Work instructions:
A faithful repeat of all the records, with no image kept, is the required answer.

Task material:
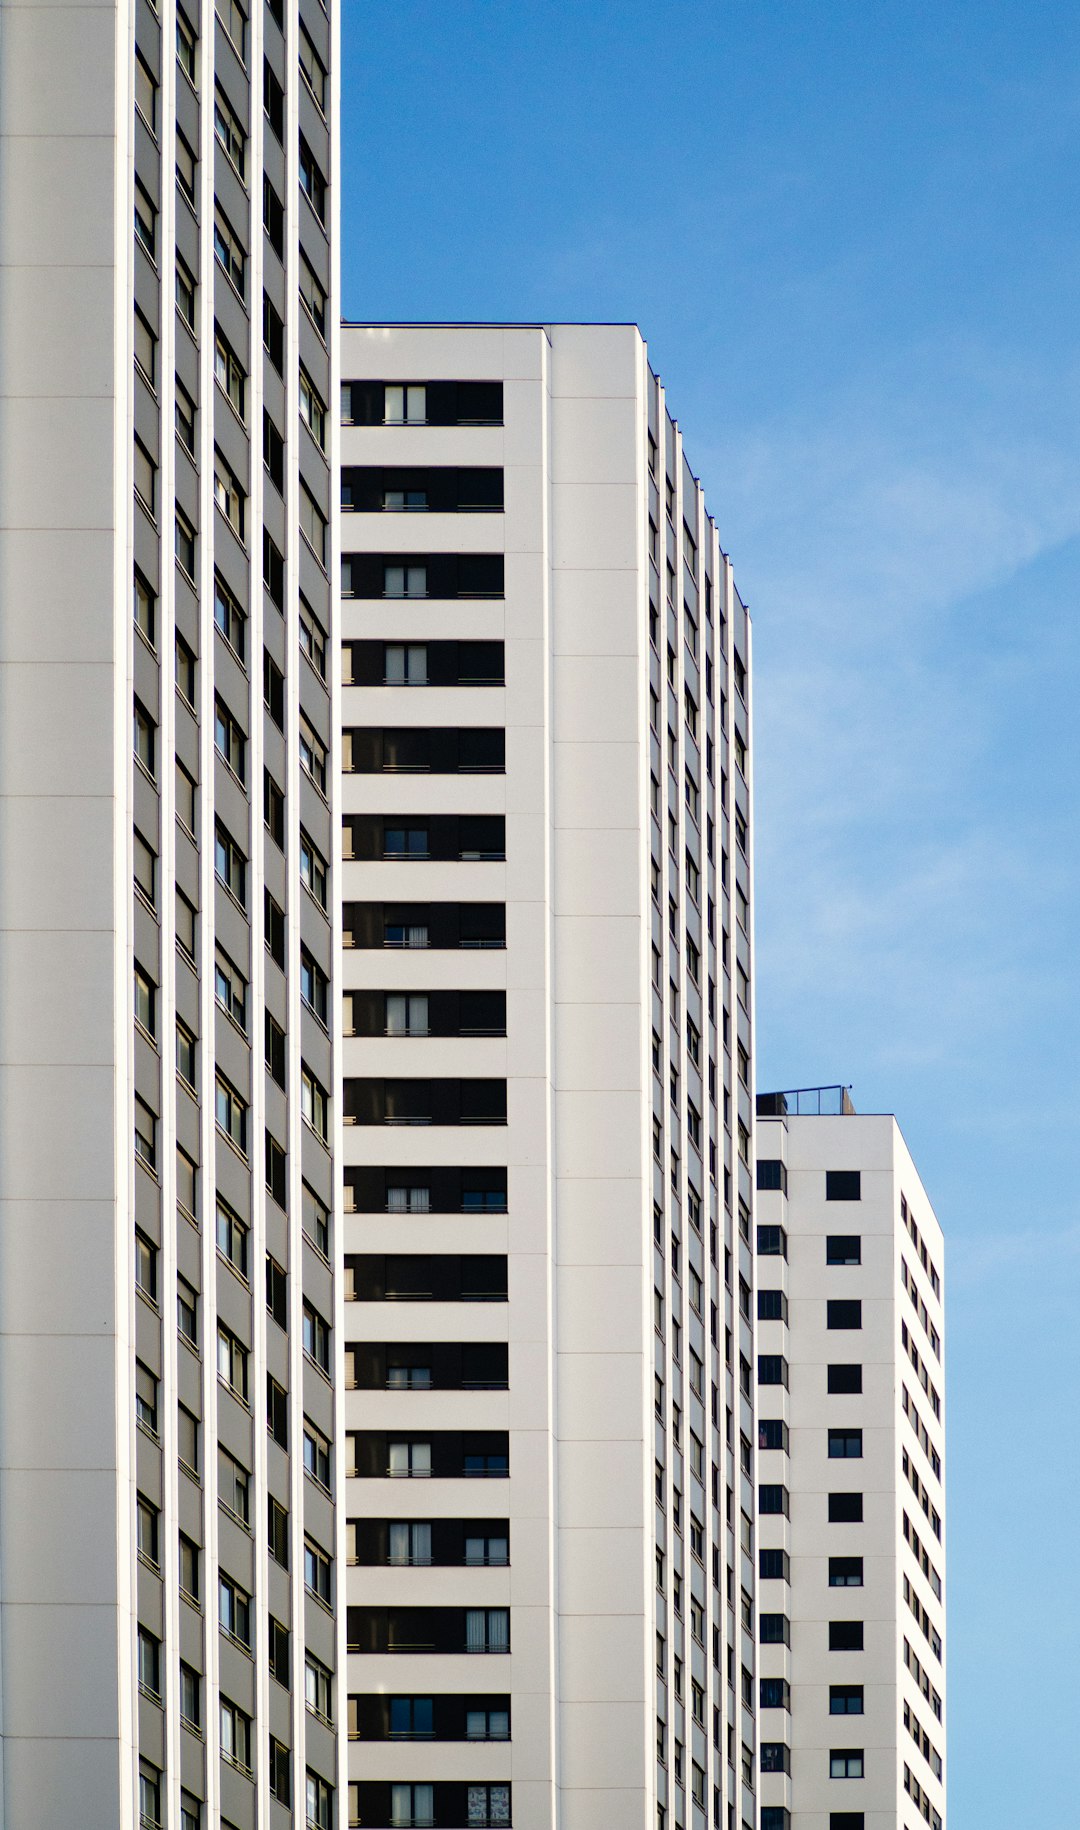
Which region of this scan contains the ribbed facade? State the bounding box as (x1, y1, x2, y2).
(0, 0, 343, 1821)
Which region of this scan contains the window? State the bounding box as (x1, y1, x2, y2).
(139, 1764, 161, 1828)
(760, 1743, 790, 1775)
(759, 1547, 790, 1582)
(761, 1813, 791, 1830)
(383, 561, 427, 598)
(299, 719, 327, 792)
(176, 1020, 197, 1088)
(178, 1533, 200, 1601)
(304, 1537, 332, 1605)
(175, 130, 197, 205)
(214, 87, 246, 177)
(177, 1276, 198, 1344)
(179, 1663, 201, 1730)
(300, 482, 327, 563)
(269, 1737, 291, 1807)
(214, 449, 246, 540)
(216, 1198, 248, 1277)
(758, 1355, 788, 1388)
(466, 1607, 510, 1653)
(828, 1362, 863, 1394)
(759, 1418, 789, 1452)
(829, 1556, 864, 1587)
(266, 1131, 287, 1205)
(758, 1484, 789, 1516)
(828, 1300, 862, 1330)
(827, 1234, 861, 1264)
(306, 1771, 334, 1830)
(137, 1494, 159, 1568)
(299, 136, 326, 219)
(301, 1066, 328, 1141)
(214, 949, 247, 1028)
(177, 1404, 199, 1475)
(135, 1360, 158, 1434)
(138, 1626, 161, 1700)
(175, 257, 196, 327)
(214, 207, 246, 295)
(826, 1170, 862, 1201)
(215, 1074, 247, 1153)
(757, 1288, 787, 1322)
(300, 368, 326, 447)
(301, 950, 329, 1022)
(830, 1683, 865, 1715)
(220, 1696, 251, 1775)
(300, 831, 328, 907)
(305, 1654, 333, 1724)
(133, 573, 156, 651)
(216, 0, 246, 60)
(264, 56, 284, 137)
(759, 1613, 790, 1645)
(217, 1323, 249, 1402)
(269, 1494, 289, 1567)
(218, 1446, 249, 1526)
(266, 1253, 287, 1327)
(303, 1184, 331, 1257)
(219, 1573, 252, 1648)
(176, 9, 197, 82)
(265, 1011, 286, 1087)
(134, 307, 157, 388)
(214, 822, 246, 903)
(134, 964, 156, 1039)
(134, 179, 156, 258)
(300, 251, 327, 335)
(304, 1419, 332, 1490)
(829, 1429, 863, 1459)
(303, 1301, 330, 1372)
(756, 1224, 787, 1257)
(268, 1376, 289, 1447)
(214, 328, 246, 420)
(298, 21, 327, 107)
(828, 1491, 864, 1523)
(175, 506, 196, 577)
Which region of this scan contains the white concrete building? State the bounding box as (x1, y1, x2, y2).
(0, 0, 343, 1823)
(754, 1090, 946, 1830)
(339, 323, 759, 1830)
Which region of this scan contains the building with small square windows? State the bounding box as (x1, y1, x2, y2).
(755, 1089, 946, 1830)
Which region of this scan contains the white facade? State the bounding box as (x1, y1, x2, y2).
(339, 323, 759, 1830)
(754, 1096, 946, 1830)
(0, 0, 343, 1823)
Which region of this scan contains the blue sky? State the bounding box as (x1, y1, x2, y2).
(340, 3, 1080, 1816)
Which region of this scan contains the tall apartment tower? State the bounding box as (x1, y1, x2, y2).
(0, 0, 342, 1824)
(754, 1091, 946, 1830)
(338, 322, 759, 1830)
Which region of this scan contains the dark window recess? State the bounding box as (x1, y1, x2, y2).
(757, 1355, 788, 1388)
(829, 1684, 865, 1715)
(348, 1341, 508, 1392)
(829, 1557, 864, 1587)
(761, 1744, 790, 1775)
(263, 649, 285, 726)
(265, 1011, 286, 1086)
(350, 989, 506, 1039)
(346, 1166, 508, 1215)
(264, 411, 285, 492)
(344, 901, 506, 952)
(346, 1255, 507, 1303)
(827, 1300, 862, 1331)
(267, 1375, 288, 1447)
(829, 1815, 865, 1830)
(345, 815, 506, 864)
(758, 1485, 789, 1516)
(344, 1079, 507, 1127)
(758, 1548, 790, 1582)
(758, 1419, 788, 1452)
(349, 1782, 512, 1825)
(265, 890, 286, 967)
(268, 1494, 289, 1567)
(756, 1225, 787, 1258)
(264, 772, 285, 848)
(263, 530, 285, 608)
(756, 1158, 787, 1193)
(345, 640, 504, 688)
(263, 293, 285, 374)
(343, 467, 504, 513)
(268, 1615, 290, 1686)
(828, 1429, 863, 1459)
(828, 1363, 863, 1394)
(759, 1677, 790, 1711)
(348, 1433, 509, 1482)
(826, 1170, 862, 1201)
(263, 175, 285, 257)
(264, 59, 285, 139)
(266, 1254, 288, 1328)
(757, 1289, 787, 1322)
(827, 1235, 861, 1265)
(828, 1492, 864, 1524)
(759, 1613, 790, 1646)
(346, 727, 505, 775)
(344, 380, 504, 427)
(350, 1690, 511, 1740)
(343, 552, 504, 600)
(828, 1620, 865, 1652)
(265, 1132, 287, 1207)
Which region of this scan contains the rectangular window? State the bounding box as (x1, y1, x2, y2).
(214, 327, 246, 419)
(219, 1446, 250, 1524)
(215, 1073, 247, 1153)
(176, 1021, 197, 1088)
(214, 449, 246, 540)
(828, 1492, 864, 1523)
(300, 251, 327, 336)
(826, 1170, 862, 1201)
(300, 831, 328, 907)
(219, 1573, 252, 1647)
(134, 180, 156, 258)
(216, 1198, 248, 1278)
(175, 257, 196, 326)
(828, 1429, 864, 1459)
(756, 1224, 787, 1258)
(827, 1234, 861, 1264)
(827, 1300, 862, 1330)
(213, 86, 246, 177)
(828, 1362, 863, 1394)
(299, 135, 326, 220)
(214, 822, 247, 903)
(303, 1419, 332, 1490)
(216, 0, 247, 61)
(134, 307, 156, 386)
(214, 572, 246, 658)
(830, 1684, 865, 1715)
(134, 570, 156, 646)
(298, 22, 327, 108)
(175, 130, 197, 204)
(133, 439, 156, 517)
(829, 1556, 864, 1587)
(175, 507, 196, 578)
(214, 948, 247, 1028)
(213, 207, 246, 295)
(217, 1323, 249, 1402)
(220, 1696, 251, 1775)
(300, 482, 327, 563)
(176, 10, 197, 82)
(828, 1620, 865, 1651)
(304, 1537, 332, 1604)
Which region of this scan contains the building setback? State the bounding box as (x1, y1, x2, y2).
(338, 323, 759, 1830)
(754, 1090, 946, 1830)
(0, 0, 343, 1823)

Exercise output:
Which region of this scan contains the ribbed facade? State the bounding box as (x1, y1, x2, y2).
(0, 0, 343, 1821)
Which region of this scan contains the window? State the bounding box as (x1, y1, x2, y2).
(139, 1764, 161, 1828)
(760, 1743, 790, 1775)
(759, 1547, 790, 1582)
(761, 1813, 791, 1830)
(383, 561, 427, 598)
(299, 719, 327, 792)
(176, 1020, 197, 1088)
(178, 1533, 200, 1601)
(304, 1537, 332, 1605)
(175, 130, 197, 205)
(214, 87, 246, 177)
(177, 1276, 198, 1344)
(179, 1663, 201, 1730)
(300, 482, 327, 563)
(269, 1737, 291, 1807)
(214, 449, 246, 540)
(216, 1198, 248, 1277)
(758, 1355, 788, 1388)
(466, 1607, 510, 1653)
(828, 1362, 863, 1394)
(759, 1418, 789, 1452)
(829, 1556, 864, 1587)
(266, 1131, 287, 1205)
(758, 1484, 789, 1516)
(828, 1300, 862, 1330)
(827, 1234, 861, 1264)
(306, 1771, 334, 1830)
(137, 1494, 159, 1568)
(299, 136, 326, 219)
(301, 1066, 328, 1141)
(214, 949, 247, 1028)
(177, 1404, 199, 1475)
(135, 1360, 158, 1434)
(138, 1626, 161, 1700)
(175, 257, 196, 327)
(214, 207, 246, 295)
(826, 1170, 862, 1201)
(215, 1074, 247, 1153)
(757, 1288, 787, 1322)
(300, 368, 326, 447)
(301, 950, 329, 1022)
(830, 1683, 865, 1715)
(220, 1696, 251, 1775)
(300, 831, 328, 907)
(305, 1654, 333, 1724)
(133, 573, 156, 651)
(216, 0, 246, 60)
(264, 56, 284, 137)
(759, 1613, 790, 1645)
(217, 1323, 249, 1402)
(269, 1494, 289, 1567)
(218, 1446, 249, 1526)
(266, 1253, 287, 1327)
(303, 1184, 331, 1257)
(219, 1573, 252, 1648)
(176, 9, 197, 82)
(265, 1011, 286, 1087)
(134, 307, 157, 388)
(214, 822, 246, 903)
(134, 964, 156, 1039)
(134, 179, 156, 258)
(300, 251, 327, 335)
(304, 1419, 332, 1490)
(829, 1429, 863, 1459)
(303, 1301, 330, 1372)
(756, 1224, 787, 1257)
(268, 1376, 289, 1447)
(214, 328, 246, 420)
(298, 21, 327, 107)
(828, 1491, 864, 1523)
(175, 506, 196, 577)
Which region of this scan contains the white concrete building? State the bounding box as (x1, y1, x2, y2).
(0, 0, 343, 1823)
(754, 1090, 946, 1830)
(339, 323, 759, 1830)
Which region of this scan contains the building with small square windows? State the bounding box as (x1, y1, x2, y2).
(755, 1089, 946, 1830)
Which region of this scan contains the white facade? State the bounding box as (x1, y1, x2, y2).
(339, 323, 759, 1830)
(754, 1096, 946, 1830)
(0, 0, 343, 1823)
Which region of this scan contains the blue sky? State the bounding box as (x1, y1, x2, y2).
(340, 3, 1080, 1816)
Which region of this scan contains the tall apartment tower? State the bounding box as (x1, y1, x2, y2).
(0, 0, 342, 1824)
(754, 1091, 946, 1830)
(338, 322, 759, 1830)
Which region of this scan contains the dark window recess? State the bounding box as (x1, y1, x2, y2).
(757, 1355, 788, 1388)
(829, 1684, 865, 1715)
(348, 1341, 508, 1392)
(829, 1557, 864, 1587)
(761, 1744, 790, 1775)
(263, 649, 285, 726)
(265, 1011, 286, 1086)
(350, 989, 506, 1039)
(346, 1166, 508, 1215)
(264, 411, 285, 492)
(344, 901, 506, 952)
(346, 1255, 507, 1303)
(827, 1300, 862, 1331)
(267, 1375, 288, 1447)
(829, 1815, 865, 1830)
(345, 815, 506, 864)
(758, 1485, 789, 1516)
(344, 1079, 507, 1127)
(758, 1548, 790, 1582)
(758, 1419, 788, 1452)
(349, 1782, 512, 1825)
(265, 890, 286, 967)
(268, 1494, 289, 1567)
(756, 1225, 787, 1258)
(264, 772, 285, 848)
(263, 530, 285, 608)
(756, 1158, 787, 1193)
(345, 640, 504, 688)
(263, 293, 285, 374)
(343, 467, 504, 513)
(268, 1615, 290, 1686)
(828, 1429, 863, 1459)
(828, 1363, 863, 1394)
(759, 1677, 790, 1711)
(348, 1433, 509, 1482)
(826, 1170, 862, 1201)
(263, 175, 285, 257)
(264, 59, 285, 139)
(266, 1254, 288, 1328)
(757, 1289, 787, 1322)
(827, 1235, 861, 1265)
(828, 1492, 864, 1524)
(759, 1613, 790, 1646)
(346, 727, 505, 775)
(344, 380, 504, 427)
(350, 1690, 511, 1740)
(343, 552, 504, 600)
(828, 1620, 865, 1652)
(265, 1132, 287, 1207)
Which region of this scan contains the rectangular window? State the bounding box as (x1, y1, x2, y2).
(214, 327, 246, 419)
(219, 1446, 250, 1524)
(215, 1073, 247, 1153)
(176, 1021, 197, 1088)
(214, 449, 246, 540)
(828, 1492, 864, 1523)
(300, 251, 327, 336)
(826, 1170, 862, 1201)
(300, 831, 328, 907)
(219, 1573, 252, 1647)
(134, 180, 156, 258)
(216, 1198, 248, 1278)
(175, 257, 196, 326)
(828, 1429, 864, 1459)
(756, 1224, 787, 1258)
(827, 1234, 861, 1264)
(827, 1300, 862, 1330)
(213, 86, 246, 177)
(828, 1362, 863, 1394)
(299, 135, 326, 220)
(214, 822, 247, 903)
(303, 1419, 332, 1490)
(216, 0, 247, 61)
(134, 307, 156, 386)
(214, 572, 246, 658)
(830, 1684, 865, 1715)
(134, 570, 156, 646)
(298, 22, 327, 108)
(175, 130, 197, 204)
(133, 439, 156, 517)
(829, 1556, 864, 1587)
(175, 507, 196, 578)
(214, 948, 247, 1028)
(213, 207, 246, 295)
(217, 1323, 249, 1402)
(220, 1696, 251, 1775)
(300, 482, 327, 563)
(176, 10, 197, 82)
(828, 1620, 865, 1651)
(304, 1537, 332, 1604)
Which region of this scan contains the building setback? State the bounding box as (x1, y1, x2, y2).
(338, 323, 759, 1830)
(754, 1090, 946, 1830)
(0, 0, 343, 1823)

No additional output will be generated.